- Objective: Transcribe all records exactly.

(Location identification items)
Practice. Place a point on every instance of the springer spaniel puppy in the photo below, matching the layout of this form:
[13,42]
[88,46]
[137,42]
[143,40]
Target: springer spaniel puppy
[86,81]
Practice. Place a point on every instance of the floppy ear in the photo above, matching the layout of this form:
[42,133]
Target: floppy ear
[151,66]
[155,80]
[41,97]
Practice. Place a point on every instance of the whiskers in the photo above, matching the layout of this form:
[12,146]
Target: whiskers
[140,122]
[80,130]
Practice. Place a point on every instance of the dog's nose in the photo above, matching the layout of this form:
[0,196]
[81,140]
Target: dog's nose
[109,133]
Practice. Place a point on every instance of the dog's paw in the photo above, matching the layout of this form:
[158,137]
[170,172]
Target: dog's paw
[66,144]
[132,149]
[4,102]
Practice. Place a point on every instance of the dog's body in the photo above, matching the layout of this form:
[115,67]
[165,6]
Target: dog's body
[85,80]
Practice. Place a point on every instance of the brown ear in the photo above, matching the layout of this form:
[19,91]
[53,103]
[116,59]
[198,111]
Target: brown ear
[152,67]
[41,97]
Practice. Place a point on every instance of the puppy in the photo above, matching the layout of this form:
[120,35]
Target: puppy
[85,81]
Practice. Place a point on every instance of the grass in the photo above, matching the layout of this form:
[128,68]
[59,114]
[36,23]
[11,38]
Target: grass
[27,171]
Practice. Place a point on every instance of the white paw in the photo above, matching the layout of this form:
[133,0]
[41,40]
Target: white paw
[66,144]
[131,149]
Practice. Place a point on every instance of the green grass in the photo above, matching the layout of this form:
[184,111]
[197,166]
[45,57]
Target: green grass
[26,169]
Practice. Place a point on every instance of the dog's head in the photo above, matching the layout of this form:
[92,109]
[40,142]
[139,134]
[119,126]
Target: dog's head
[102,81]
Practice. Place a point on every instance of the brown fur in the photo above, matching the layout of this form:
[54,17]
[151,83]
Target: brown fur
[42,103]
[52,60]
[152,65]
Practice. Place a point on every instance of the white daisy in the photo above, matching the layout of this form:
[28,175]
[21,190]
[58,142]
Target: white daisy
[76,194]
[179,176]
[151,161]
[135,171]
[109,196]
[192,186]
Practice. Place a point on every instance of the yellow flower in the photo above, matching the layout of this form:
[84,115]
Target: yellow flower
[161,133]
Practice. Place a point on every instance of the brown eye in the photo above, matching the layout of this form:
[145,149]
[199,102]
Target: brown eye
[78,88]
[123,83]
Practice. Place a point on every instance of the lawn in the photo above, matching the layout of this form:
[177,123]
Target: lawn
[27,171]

- Result of the exercise:
Practice. Place a point on every instance of the springer spaniel puppy in the photo below, matching the layout of this form:
[13,42]
[88,46]
[137,42]
[143,40]
Target: springer spaniel puppy
[86,81]
Practice. Place a point on every instance of the floppy ear in the photo above, matching the layout of this form:
[42,133]
Target: floppy ear
[151,66]
[155,80]
[41,97]
Practice. Place a point on every instance of the whiskers in the photo above, matching the layout of this form:
[12,146]
Target: whiskers
[140,122]
[80,130]
Practice. Place a point on every instance of the dog's nose in the photo above, matching the layout of this form:
[0,196]
[81,140]
Target: dog's nose
[109,133]
Practice. Place a point on every instance of the dog's paw in the photo above, matching the layout of this form:
[158,137]
[170,172]
Target: dog's paw
[66,144]
[132,149]
[4,102]
Practice. Place a point on every instance of the dog's body in the photo above, matching the layout of this form:
[115,67]
[165,6]
Target: dog's body
[85,80]
Practice. Place a point on every instance of the brown ear in the photo above, matching the layout of this form:
[19,91]
[53,103]
[116,59]
[198,111]
Target: brown ear
[152,67]
[41,97]
Practice. Place a point on every instance of the puppy in the photo above, matching the layout of this form:
[120,35]
Target: puppy
[85,81]
Practice. Place a point on every instance of the grass in the photo above, matching the layout of this form:
[128,68]
[59,114]
[36,23]
[11,38]
Target: grass
[27,171]
Practice. Place a point on every instance of the white paw in the photo above, matching the layout of this form:
[133,0]
[41,40]
Target: white paw
[66,144]
[131,149]
Practice. Place a point on every instance of the green grass in the photo above, matching the layout of this form:
[184,111]
[197,166]
[45,57]
Target: green grass
[26,169]
Practice. Place a point on every instance of the dog's head in the photo above, matching the layout of this form:
[92,109]
[40,142]
[139,134]
[119,126]
Target: dog's head
[102,81]
Practice. Place a point on every instance of the brown fur in the photo above, matching the layout of this form:
[54,17]
[151,83]
Target: brown fur
[42,103]
[52,60]
[152,65]
Practice. Place a point on every instance of the white daisy in the photo above, matching the layout of this form:
[28,175]
[21,190]
[58,142]
Target: white daisy
[76,194]
[179,176]
[151,161]
[135,171]
[109,196]
[192,186]
Practice. Place a point on every instance of the yellow flower in the photo above, matching the layout of this form:
[84,115]
Target: yellow flower
[161,133]
Practice. Place a point on every instance of the brown eye in the photo above, matching the layout of this form:
[145,149]
[199,102]
Target: brown eye
[78,88]
[123,83]
Practice. Place a point on every instance of the lawn in the photo above, matching the layout of this form:
[177,123]
Target: lawn
[27,171]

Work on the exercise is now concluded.